Task to complete ▸
Everything from the line containing "For every instance of the long" to the last line of the records must be returned verbatim; nothing else belongs in the output.
•••
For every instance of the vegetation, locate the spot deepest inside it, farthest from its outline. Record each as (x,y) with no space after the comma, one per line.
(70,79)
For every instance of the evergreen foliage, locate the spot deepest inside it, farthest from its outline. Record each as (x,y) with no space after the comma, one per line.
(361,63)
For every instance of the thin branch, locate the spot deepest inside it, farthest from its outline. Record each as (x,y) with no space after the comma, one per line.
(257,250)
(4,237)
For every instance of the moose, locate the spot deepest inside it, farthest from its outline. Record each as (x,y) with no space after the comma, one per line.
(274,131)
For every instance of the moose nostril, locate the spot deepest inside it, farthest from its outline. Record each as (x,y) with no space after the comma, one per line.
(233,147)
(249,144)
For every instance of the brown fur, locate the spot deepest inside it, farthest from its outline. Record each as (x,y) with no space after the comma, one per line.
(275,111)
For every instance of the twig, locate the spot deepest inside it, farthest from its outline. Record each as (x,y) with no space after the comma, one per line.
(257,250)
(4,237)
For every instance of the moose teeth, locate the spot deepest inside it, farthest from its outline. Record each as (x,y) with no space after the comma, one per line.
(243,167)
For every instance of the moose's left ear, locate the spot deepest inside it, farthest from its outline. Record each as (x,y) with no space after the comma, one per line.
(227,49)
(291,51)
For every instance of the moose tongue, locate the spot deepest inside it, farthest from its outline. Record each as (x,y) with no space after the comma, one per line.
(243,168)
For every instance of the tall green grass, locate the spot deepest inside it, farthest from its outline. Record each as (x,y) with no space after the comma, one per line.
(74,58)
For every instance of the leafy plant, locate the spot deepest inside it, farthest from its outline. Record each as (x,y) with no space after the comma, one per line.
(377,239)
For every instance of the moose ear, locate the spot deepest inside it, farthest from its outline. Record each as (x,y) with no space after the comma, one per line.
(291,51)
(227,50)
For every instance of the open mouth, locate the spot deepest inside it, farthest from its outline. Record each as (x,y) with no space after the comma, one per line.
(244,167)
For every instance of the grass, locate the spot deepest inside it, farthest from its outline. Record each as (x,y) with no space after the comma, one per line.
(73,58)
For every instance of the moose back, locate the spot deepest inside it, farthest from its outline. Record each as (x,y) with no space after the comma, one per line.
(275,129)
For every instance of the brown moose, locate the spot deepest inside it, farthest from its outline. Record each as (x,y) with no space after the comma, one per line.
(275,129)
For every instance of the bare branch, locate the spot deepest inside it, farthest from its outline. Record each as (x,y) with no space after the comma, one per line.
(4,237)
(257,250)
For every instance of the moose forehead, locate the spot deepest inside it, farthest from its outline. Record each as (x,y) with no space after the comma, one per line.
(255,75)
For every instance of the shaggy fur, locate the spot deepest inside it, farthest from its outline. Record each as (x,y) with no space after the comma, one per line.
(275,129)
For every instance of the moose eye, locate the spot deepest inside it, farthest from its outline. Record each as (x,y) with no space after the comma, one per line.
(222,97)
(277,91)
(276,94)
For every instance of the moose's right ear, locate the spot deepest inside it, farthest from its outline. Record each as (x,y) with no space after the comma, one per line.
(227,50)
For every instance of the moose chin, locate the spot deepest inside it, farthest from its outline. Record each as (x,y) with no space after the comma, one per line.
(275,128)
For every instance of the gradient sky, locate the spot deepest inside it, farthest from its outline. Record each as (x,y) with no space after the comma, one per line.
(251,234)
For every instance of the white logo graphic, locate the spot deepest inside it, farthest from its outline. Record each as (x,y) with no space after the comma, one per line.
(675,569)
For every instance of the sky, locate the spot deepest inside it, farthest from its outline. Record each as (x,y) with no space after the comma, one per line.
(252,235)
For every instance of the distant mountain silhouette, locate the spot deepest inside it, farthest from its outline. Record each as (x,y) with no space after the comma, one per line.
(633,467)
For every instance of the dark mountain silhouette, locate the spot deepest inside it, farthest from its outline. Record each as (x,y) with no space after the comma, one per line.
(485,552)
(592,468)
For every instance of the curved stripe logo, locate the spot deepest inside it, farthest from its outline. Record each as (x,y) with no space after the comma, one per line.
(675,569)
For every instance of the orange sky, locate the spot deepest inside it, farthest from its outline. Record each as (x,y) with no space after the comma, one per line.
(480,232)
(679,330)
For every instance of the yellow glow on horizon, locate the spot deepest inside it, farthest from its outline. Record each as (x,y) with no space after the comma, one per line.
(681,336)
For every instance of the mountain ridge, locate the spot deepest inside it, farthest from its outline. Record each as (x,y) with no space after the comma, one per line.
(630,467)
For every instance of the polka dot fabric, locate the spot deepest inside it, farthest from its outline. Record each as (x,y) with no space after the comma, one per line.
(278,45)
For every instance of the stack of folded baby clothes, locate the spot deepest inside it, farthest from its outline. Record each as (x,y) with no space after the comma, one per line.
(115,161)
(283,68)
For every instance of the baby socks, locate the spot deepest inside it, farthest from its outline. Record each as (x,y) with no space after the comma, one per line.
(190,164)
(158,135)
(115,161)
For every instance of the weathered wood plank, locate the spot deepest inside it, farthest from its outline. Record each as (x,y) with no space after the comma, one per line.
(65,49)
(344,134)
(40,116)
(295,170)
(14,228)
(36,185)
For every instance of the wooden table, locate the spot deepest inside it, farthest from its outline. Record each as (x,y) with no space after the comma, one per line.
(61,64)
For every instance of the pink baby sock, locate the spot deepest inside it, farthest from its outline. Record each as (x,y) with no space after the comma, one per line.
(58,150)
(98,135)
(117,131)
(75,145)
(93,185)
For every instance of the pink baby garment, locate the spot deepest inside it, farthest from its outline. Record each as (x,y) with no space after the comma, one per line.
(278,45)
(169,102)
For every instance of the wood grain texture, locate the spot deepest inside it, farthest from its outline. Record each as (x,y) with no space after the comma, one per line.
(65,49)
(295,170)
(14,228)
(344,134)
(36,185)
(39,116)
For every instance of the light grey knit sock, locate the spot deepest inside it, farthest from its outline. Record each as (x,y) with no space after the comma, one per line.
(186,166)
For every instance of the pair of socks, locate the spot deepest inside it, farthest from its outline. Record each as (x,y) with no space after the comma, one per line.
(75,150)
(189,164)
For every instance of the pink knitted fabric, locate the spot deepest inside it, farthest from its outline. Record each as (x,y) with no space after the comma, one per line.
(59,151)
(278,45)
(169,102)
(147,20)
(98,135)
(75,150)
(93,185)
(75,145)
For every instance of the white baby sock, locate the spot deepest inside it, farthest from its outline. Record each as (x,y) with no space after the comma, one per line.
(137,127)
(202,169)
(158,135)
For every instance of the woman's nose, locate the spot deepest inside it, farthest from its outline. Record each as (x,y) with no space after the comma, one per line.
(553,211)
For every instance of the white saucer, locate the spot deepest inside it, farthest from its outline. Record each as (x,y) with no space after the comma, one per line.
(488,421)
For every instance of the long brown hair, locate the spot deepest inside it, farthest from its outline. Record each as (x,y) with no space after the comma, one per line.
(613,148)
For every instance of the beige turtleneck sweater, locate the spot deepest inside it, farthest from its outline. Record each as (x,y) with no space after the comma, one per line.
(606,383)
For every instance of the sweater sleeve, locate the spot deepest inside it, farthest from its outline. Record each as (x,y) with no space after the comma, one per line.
•••
Exercise response ▸
For every instance of the long brown hair, locate the spot deepest inside it, farthest from its outline. Record each as (x,y) with no space after the comma, one per line.
(613,148)
For every instance of the beige turtleneck sweater, locate the spot deepest inside it, farthest from its outline. Record each as (x,y) with no space after the comma, one per line.
(606,383)
For every instance of the sweater sleeve, locate the spot deepest inside it, farthest from its outline. Record each as (x,y) with no space after the comma, one per line.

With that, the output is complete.